* START STORED ROWS *
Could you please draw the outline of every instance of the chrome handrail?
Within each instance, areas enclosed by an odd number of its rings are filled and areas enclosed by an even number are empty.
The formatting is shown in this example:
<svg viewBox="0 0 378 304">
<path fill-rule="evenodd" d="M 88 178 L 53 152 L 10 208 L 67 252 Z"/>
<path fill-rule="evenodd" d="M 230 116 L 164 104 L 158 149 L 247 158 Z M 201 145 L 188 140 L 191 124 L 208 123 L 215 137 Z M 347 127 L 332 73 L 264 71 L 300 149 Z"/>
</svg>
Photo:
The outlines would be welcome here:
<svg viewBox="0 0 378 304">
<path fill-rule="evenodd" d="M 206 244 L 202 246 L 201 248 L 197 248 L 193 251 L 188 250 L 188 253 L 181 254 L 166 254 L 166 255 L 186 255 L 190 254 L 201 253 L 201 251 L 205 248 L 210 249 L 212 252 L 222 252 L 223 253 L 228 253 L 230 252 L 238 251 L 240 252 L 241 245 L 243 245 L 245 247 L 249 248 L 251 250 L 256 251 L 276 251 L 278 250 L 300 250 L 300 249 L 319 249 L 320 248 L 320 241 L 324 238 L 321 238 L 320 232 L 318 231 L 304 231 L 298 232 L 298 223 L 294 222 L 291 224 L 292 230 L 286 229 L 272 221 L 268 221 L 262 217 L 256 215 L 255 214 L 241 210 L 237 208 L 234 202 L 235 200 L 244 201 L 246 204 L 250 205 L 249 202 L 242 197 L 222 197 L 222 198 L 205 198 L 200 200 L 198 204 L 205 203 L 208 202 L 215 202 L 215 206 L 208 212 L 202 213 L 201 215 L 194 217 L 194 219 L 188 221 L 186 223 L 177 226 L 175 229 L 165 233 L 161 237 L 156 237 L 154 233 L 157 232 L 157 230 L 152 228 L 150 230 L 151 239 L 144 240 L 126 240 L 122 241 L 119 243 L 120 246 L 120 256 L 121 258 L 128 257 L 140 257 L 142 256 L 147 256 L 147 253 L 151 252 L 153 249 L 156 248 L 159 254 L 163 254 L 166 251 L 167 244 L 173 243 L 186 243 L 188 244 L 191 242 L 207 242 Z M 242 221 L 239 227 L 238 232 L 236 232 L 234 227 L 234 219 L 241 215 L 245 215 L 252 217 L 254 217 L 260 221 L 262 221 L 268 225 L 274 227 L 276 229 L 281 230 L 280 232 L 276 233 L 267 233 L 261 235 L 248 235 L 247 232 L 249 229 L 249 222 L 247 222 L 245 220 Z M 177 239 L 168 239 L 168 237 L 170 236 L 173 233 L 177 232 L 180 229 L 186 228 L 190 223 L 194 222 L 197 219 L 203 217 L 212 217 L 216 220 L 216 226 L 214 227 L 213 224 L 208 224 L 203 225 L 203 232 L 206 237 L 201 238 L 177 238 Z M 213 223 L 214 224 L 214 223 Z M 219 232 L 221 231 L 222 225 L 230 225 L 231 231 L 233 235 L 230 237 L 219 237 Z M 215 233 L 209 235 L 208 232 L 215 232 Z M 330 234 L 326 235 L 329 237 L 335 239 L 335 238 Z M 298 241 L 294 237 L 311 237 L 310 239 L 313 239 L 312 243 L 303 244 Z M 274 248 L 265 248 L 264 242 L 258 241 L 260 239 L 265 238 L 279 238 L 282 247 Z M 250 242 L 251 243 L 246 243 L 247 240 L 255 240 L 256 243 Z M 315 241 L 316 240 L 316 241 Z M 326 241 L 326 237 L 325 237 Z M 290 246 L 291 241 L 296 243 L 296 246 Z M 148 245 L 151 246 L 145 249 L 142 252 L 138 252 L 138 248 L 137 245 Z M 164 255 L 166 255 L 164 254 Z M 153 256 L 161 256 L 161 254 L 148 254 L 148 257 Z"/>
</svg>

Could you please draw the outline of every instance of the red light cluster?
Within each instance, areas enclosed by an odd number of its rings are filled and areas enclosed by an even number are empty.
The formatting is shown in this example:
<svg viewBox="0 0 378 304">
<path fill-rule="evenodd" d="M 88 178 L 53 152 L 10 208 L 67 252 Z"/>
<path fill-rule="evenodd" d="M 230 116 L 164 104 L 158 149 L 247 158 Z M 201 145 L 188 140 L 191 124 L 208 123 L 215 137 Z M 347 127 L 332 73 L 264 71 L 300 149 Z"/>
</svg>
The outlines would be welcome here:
* END STORED ROWS *
### STATED PROBLEM:
Copy all of the material above, reproducing every line word for word.

### CORRECT RESPONSE:
Could you please draw the outline of every instance of the chrome handrail?
Within each instance, areas enclosed by an odd number of its rings are filled and areas enclosed by an even number are empty.
The formatting is shown in this example:
<svg viewBox="0 0 378 304">
<path fill-rule="evenodd" d="M 88 178 L 53 152 L 10 208 L 67 252 Z"/>
<path fill-rule="evenodd" d="M 230 116 L 164 104 L 158 149 L 247 158 Z M 201 145 L 188 140 L 191 124 L 208 123 L 215 137 Z M 347 127 L 332 73 L 264 71 L 300 149 Z"/>
</svg>
Photo:
The outlines would be welcome here:
<svg viewBox="0 0 378 304">
<path fill-rule="evenodd" d="M 206 244 L 202 246 L 201 248 L 197 248 L 193 251 L 188 250 L 188 253 L 181 254 L 166 254 L 166 255 L 186 255 L 190 254 L 201 253 L 201 251 L 205 248 L 210 249 L 212 252 L 222 252 L 223 253 L 228 253 L 230 252 L 238 251 L 240 252 L 241 245 L 243 245 L 245 247 L 249 248 L 251 250 L 256 251 L 276 251 L 278 250 L 300 250 L 300 249 L 319 249 L 320 248 L 320 241 L 324 238 L 321 238 L 320 232 L 318 231 L 304 231 L 298 232 L 298 223 L 294 222 L 291 224 L 292 230 L 286 229 L 272 221 L 268 221 L 262 217 L 256 215 L 255 214 L 241 210 L 237 208 L 234 202 L 235 200 L 244 201 L 246 204 L 250 205 L 249 202 L 242 197 L 222 197 L 222 198 L 205 198 L 200 200 L 198 204 L 205 203 L 208 202 L 215 202 L 215 206 L 208 212 L 202 213 L 201 215 L 194 217 L 194 219 L 188 221 L 186 223 L 177 226 L 175 229 L 165 233 L 161 237 L 156 237 L 154 233 L 157 232 L 157 230 L 152 228 L 150 230 L 151 239 L 144 240 L 126 240 L 122 241 L 119 243 L 120 246 L 120 256 L 121 258 L 128 257 L 140 257 L 142 256 L 147 256 L 147 253 L 151 252 L 153 249 L 156 248 L 159 254 L 163 254 L 166 251 L 167 244 L 173 243 L 186 243 L 188 244 L 191 242 L 207 242 Z M 242 221 L 239 227 L 238 232 L 236 232 L 234 227 L 234 219 L 241 215 L 245 215 L 252 217 L 254 217 L 260 221 L 262 221 L 268 225 L 274 227 L 276 229 L 281 230 L 280 232 L 276 233 L 267 233 L 261 235 L 248 235 L 247 232 L 249 229 L 249 222 L 247 222 L 245 220 Z M 177 239 L 168 239 L 168 237 L 170 236 L 173 233 L 177 232 L 180 229 L 186 228 L 190 223 L 194 222 L 197 219 L 203 217 L 212 217 L 216 220 L 216 226 L 214 227 L 213 224 L 208 224 L 203 225 L 203 232 L 206 237 L 201 238 L 177 238 Z M 213 223 L 214 224 L 214 223 Z M 219 232 L 221 231 L 222 225 L 230 225 L 231 231 L 233 235 L 230 237 L 219 237 Z M 215 233 L 209 235 L 208 232 L 215 232 Z M 330 234 L 326 235 L 329 237 L 335 239 L 335 238 Z M 298 241 L 294 237 L 311 237 L 310 239 L 313 239 L 312 243 L 303 244 Z M 274 248 L 265 248 L 264 242 L 258 241 L 260 239 L 265 238 L 279 238 L 282 247 Z M 250 242 L 251 243 L 246 243 L 247 240 L 255 240 L 256 243 Z M 315 241 L 316 240 L 316 241 Z M 326 241 L 326 237 L 325 237 Z M 290 246 L 291 241 L 296 243 L 296 246 Z M 148 245 L 151 246 L 145 249 L 142 252 L 138 252 L 138 248 L 137 245 Z M 164 255 L 166 255 L 164 254 Z M 153 256 L 161 256 L 161 254 L 148 254 L 148 257 Z"/>
</svg>

Could you please draw the outline of every instance of the red light cluster?
Within each instance, areas enclosed by an odd number of its rings are filled and areas enclosed by an even number are empty.
The formatting is shown in this example:
<svg viewBox="0 0 378 304">
<path fill-rule="evenodd" d="M 88 178 L 53 152 L 10 208 L 67 252 Z"/>
<path fill-rule="evenodd" d="M 230 116 L 164 104 L 158 149 L 247 158 Z M 201 145 L 188 140 L 191 124 L 208 123 L 215 137 Z M 347 127 L 332 73 L 264 71 L 300 149 Z"/>
</svg>
The outlines would be welcome here:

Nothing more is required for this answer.